*The problem:*
Give back the full listing exactly, setting the pictures aside.

*Information shown:*
'''

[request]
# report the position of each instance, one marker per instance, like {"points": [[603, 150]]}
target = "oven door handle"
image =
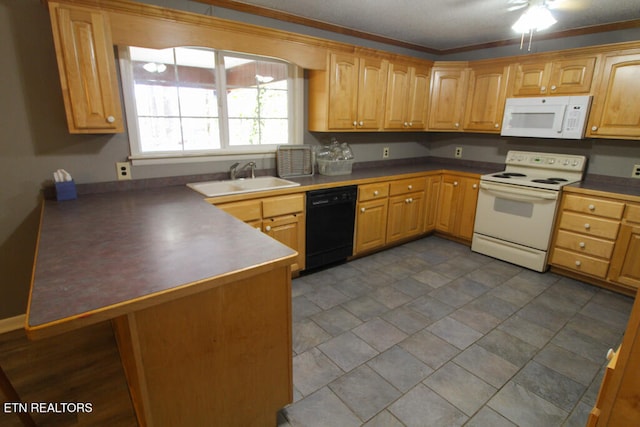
{"points": [[521, 194]]}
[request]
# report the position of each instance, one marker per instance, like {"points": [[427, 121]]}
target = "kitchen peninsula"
{"points": [[200, 302]]}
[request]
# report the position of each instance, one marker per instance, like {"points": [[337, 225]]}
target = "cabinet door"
{"points": [[572, 76], [418, 98], [371, 225], [86, 63], [486, 98], [432, 193], [448, 202], [397, 91], [616, 114], [467, 210], [448, 92], [288, 230], [531, 78], [372, 84], [343, 91], [625, 263]]}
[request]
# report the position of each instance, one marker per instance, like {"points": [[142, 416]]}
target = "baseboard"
{"points": [[11, 324]]}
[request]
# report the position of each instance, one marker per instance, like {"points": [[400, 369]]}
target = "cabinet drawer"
{"points": [[276, 206], [249, 210], [407, 186], [580, 263], [632, 213], [599, 207], [585, 244], [373, 191], [589, 225]]}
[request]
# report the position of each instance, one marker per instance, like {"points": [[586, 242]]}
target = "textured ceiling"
{"points": [[448, 24]]}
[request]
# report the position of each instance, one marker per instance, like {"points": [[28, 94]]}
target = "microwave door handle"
{"points": [[521, 194]]}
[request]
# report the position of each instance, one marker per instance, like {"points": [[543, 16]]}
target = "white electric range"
{"points": [[517, 207]]}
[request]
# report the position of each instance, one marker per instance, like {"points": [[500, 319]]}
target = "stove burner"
{"points": [[509, 175]]}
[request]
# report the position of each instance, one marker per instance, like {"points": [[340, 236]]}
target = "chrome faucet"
{"points": [[233, 170]]}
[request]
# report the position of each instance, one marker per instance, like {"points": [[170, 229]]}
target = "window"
{"points": [[189, 101]]}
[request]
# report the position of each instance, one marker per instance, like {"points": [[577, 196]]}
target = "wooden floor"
{"points": [[81, 367]]}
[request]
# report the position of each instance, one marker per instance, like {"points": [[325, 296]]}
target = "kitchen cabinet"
{"points": [[86, 62], [457, 206], [432, 192], [407, 97], [349, 95], [371, 217], [614, 112], [625, 263], [617, 401], [486, 96], [447, 96], [280, 217], [566, 75], [406, 209], [597, 239]]}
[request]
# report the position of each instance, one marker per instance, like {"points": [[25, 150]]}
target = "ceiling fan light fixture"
{"points": [[534, 18]]}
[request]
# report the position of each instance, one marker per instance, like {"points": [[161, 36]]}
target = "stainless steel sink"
{"points": [[237, 186]]}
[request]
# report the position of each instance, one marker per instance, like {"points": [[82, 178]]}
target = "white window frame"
{"points": [[137, 157]]}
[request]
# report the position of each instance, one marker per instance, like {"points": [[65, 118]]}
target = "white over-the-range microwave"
{"points": [[546, 117]]}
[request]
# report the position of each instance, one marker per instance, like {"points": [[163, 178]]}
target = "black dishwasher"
{"points": [[330, 225]]}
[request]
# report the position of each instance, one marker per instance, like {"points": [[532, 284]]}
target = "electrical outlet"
{"points": [[123, 170]]}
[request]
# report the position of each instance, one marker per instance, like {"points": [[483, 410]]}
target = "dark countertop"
{"points": [[102, 252]]}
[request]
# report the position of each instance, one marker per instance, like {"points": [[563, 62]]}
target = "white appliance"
{"points": [[548, 117], [517, 207]]}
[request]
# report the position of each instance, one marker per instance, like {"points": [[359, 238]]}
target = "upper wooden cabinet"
{"points": [[447, 97], [407, 97], [349, 95], [486, 95], [86, 62], [615, 112], [560, 76]]}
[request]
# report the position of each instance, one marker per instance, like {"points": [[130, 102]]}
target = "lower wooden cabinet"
{"points": [[457, 206], [281, 217], [617, 401]]}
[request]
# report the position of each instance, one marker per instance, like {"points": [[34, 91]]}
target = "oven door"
{"points": [[516, 214]]}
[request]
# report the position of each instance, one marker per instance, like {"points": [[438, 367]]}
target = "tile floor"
{"points": [[432, 334]]}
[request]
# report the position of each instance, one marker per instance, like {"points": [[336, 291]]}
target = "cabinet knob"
{"points": [[610, 354]]}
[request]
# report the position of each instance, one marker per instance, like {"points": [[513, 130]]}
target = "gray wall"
{"points": [[35, 142]]}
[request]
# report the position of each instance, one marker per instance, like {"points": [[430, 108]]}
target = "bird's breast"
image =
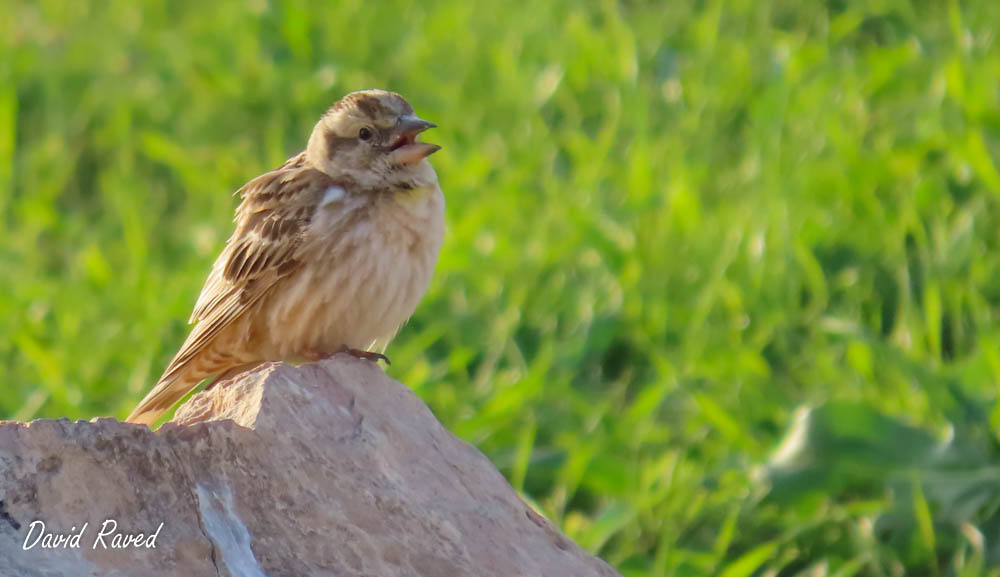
{"points": [[364, 272]]}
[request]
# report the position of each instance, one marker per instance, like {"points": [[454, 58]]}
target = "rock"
{"points": [[330, 468]]}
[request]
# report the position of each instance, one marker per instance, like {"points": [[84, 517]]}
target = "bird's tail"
{"points": [[164, 395]]}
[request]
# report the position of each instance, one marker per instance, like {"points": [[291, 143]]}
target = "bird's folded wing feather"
{"points": [[270, 223]]}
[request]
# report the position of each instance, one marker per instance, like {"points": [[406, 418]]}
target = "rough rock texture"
{"points": [[326, 469]]}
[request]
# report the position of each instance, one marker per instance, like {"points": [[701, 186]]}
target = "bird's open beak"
{"points": [[405, 149]]}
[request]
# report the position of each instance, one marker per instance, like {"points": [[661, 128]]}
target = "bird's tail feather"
{"points": [[163, 396]]}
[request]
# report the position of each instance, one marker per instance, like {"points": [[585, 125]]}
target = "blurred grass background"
{"points": [[719, 289]]}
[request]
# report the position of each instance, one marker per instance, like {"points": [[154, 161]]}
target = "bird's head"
{"points": [[370, 136]]}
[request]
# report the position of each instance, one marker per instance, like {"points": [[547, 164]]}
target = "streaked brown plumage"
{"points": [[332, 251]]}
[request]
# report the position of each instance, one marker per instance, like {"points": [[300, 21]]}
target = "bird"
{"points": [[331, 252]]}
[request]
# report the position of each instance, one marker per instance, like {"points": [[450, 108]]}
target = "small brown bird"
{"points": [[331, 253]]}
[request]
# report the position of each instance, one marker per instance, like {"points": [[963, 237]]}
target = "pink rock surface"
{"points": [[330, 468]]}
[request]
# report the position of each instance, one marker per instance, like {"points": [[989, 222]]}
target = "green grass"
{"points": [[670, 227]]}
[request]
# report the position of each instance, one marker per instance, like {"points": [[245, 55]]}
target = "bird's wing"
{"points": [[277, 208]]}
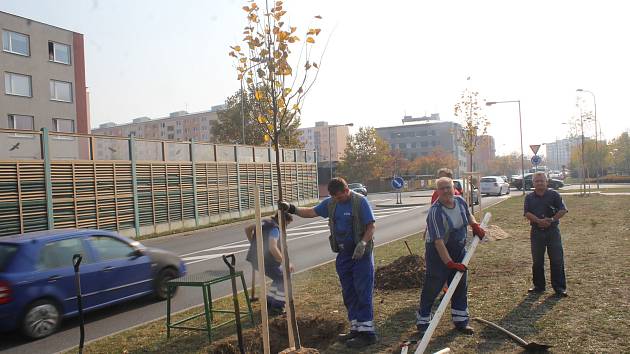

'''

*Written response:*
[request]
# report the position of each instance, one marker per instance, like {"points": [[603, 150]]}
target = "oven door handle"
image =
{"points": [[521, 194]]}
[request]
# report the position of each instance, one marker per instance, like {"points": [[427, 121]]}
target = "kitchen peninsula"
{"points": [[200, 302]]}
[request]
# report the position of each instance, one marker per instance, like {"points": [[337, 225]]}
target = "cabinet door"
{"points": [[572, 76], [418, 98], [371, 225], [86, 63], [486, 98], [432, 193], [448, 202], [397, 91], [616, 114], [467, 210], [448, 92], [288, 230], [531, 78], [372, 84], [343, 91], [625, 263]]}
[request]
# report the position of each instance, one marker per instance, like {"points": [[142, 416]]}
target = "baseboard"
{"points": [[11, 324]]}
[request]
# report the position of each instance, one marker per instance, like {"points": [[400, 369]]}
target = "cabinet drawer"
{"points": [[276, 206], [249, 210], [407, 186], [580, 263], [632, 213], [599, 207], [585, 244], [373, 191], [589, 225]]}
[request]
# report the position of each instance, one marker per instance, like {"points": [[586, 242]]}
target = "textured ceiling"
{"points": [[448, 24]]}
[request]
# report the position of each instance, one marker per instance, like {"points": [[28, 94]]}
target = "microwave door handle"
{"points": [[521, 194]]}
[request]
# report the position of each instance, one marker per instance, like {"points": [[543, 16]]}
target = "white electric range"
{"points": [[517, 207]]}
[request]
# report the position of each instance, one marker per instance, like {"points": [[500, 319]]}
target = "stove burner"
{"points": [[509, 175]]}
[request]
# report the position of each instance, one marker per instance, like {"points": [[340, 236]]}
target = "chrome faucet"
{"points": [[233, 170]]}
[request]
# report the position of each instance, one marker per instance, like {"points": [[170, 229]]}
target = "window"
{"points": [[189, 101]]}
[request]
# report the position of each instance, one marker per instance, like {"points": [[577, 196]]}
target = "wooden floor"
{"points": [[81, 367]]}
[request]
# report the position of each instance, one marker per instance, like {"points": [[325, 296]]}
target = "kitchen cabinet"
{"points": [[86, 62], [457, 206], [432, 192], [407, 97], [349, 95], [371, 217], [614, 112], [625, 263], [617, 401], [486, 96], [447, 96], [280, 217], [566, 75], [406, 209], [597, 239]]}
[request]
# report the position of each instance, one marker per instance, like {"points": [[25, 150]]}
target = "ceiling fan light fixture"
{"points": [[534, 18]]}
[request]
# report the position of each instance, one marker per instance, like {"points": [[161, 36]]}
target = "stainless steel sink"
{"points": [[237, 186]]}
[request]
# report the position of each instance, one marker per instance, like {"points": [[82, 178]]}
target = "white window frame"
{"points": [[137, 157]]}
[request]
# report the position of each instance, one marker per instance, like {"points": [[65, 118]]}
target = "white over-the-range microwave"
{"points": [[546, 117]]}
[request]
# report the position of each instance, one marker per instance, like {"points": [[163, 178]]}
target = "black dishwasher"
{"points": [[330, 225]]}
[request]
# report the position of each instance, one marker per instance, like {"points": [[532, 284]]}
target = "electrical outlet"
{"points": [[123, 170]]}
[request]
# report the position of each instance, one marker per instance, like {"points": [[483, 410]]}
target = "dark countertop"
{"points": [[102, 252]]}
[request]
# report the position of each instance, one marker per instance, like {"points": [[563, 62]]}
target = "white appliance"
{"points": [[548, 117], [517, 207]]}
[request]
# report the position of each instance, one marker per instance, like {"points": [[359, 238]]}
target = "upper wooden cabinet"
{"points": [[447, 97], [407, 97], [349, 95], [486, 95], [86, 62], [615, 112], [560, 76]]}
[request]
# report the position of each instance, one marker per instance, like {"points": [[130, 102]]}
target = "lower wooden cabinet"
{"points": [[457, 206], [281, 217], [617, 401]]}
[request]
# report the position of each instance, one marker per instance, like {"points": [[34, 91]]}
target = "oven door"
{"points": [[516, 214]]}
[request]
# report the position of each instance, one marker per instance, like {"points": [[438, 367]]}
target = "tile floor"
{"points": [[432, 334]]}
[request]
# report the position of each instance, one marker per instance, like {"points": [[336, 291]]}
target = "cabinet knob"
{"points": [[610, 354]]}
[request]
# report the position of each instance, one marker per instance, like {"points": [[513, 130]]}
target = "gray wall"
{"points": [[35, 142]]}
[request]
# report the position of each instance, one marker per instance, like {"points": [[430, 108]]}
target = "bird's breast"
image =
{"points": [[364, 272]]}
[request]
# report the position of each instance, one marker per instance, like {"points": [[454, 58]]}
target = "rock"
{"points": [[330, 468]]}
[request]
# report the position of each instance, one marker per instance, like {"points": [[84, 517]]}
target = "bird's tail"
{"points": [[164, 395]]}
[request]
# report the position of each instance, one marker per instance, like {"points": [[291, 143]]}
target = "bird's folded wing feather"
{"points": [[270, 223]]}
[request]
# report the position of each instance, one marker per instance, like {"points": [[406, 418]]}
target = "rough rock texture"
{"points": [[326, 469]]}
[request]
# report the position of each instance, one marker per instance, like {"points": [[701, 186]]}
target = "bird's open beak"
{"points": [[405, 149]]}
[request]
# report the position of each instance, one marker per instance, like {"points": [[661, 128]]}
target = "bird's tail feather"
{"points": [[163, 396]]}
[request]
# report the position of each instance, one marker per instance, like {"points": [[585, 125]]}
target = "blurred grass background"
{"points": [[719, 289]]}
[request]
# report the position of each instance, one marker per instance, like {"points": [[154, 161]]}
target = "bird's head"
{"points": [[370, 136]]}
[request]
# report the position of each instance, one marker per instance, like {"points": [[547, 164]]}
target = "streaked brown plumage"
{"points": [[332, 251]]}
[request]
# report the position of each instance, one marker per instance, like {"points": [[300, 21]]}
target = "bird"
{"points": [[331, 252]]}
[request]
# report the position of each instance, one marker per instance, like {"points": [[450, 108]]}
target = "small brown bird"
{"points": [[331, 253]]}
[request]
# report the position of each instance, one marker per instance, like {"points": [[963, 237]]}
target = "pink rock surface"
{"points": [[330, 468]]}
[request]
# report the position of each instance, one marker per instance, like {"points": [[989, 222]]}
target = "green grass"
{"points": [[670, 227]]}
[request]
# report the position of each instance, one marker per instance, like {"points": [[245, 55]]}
target = "bird's wing"
{"points": [[277, 208]]}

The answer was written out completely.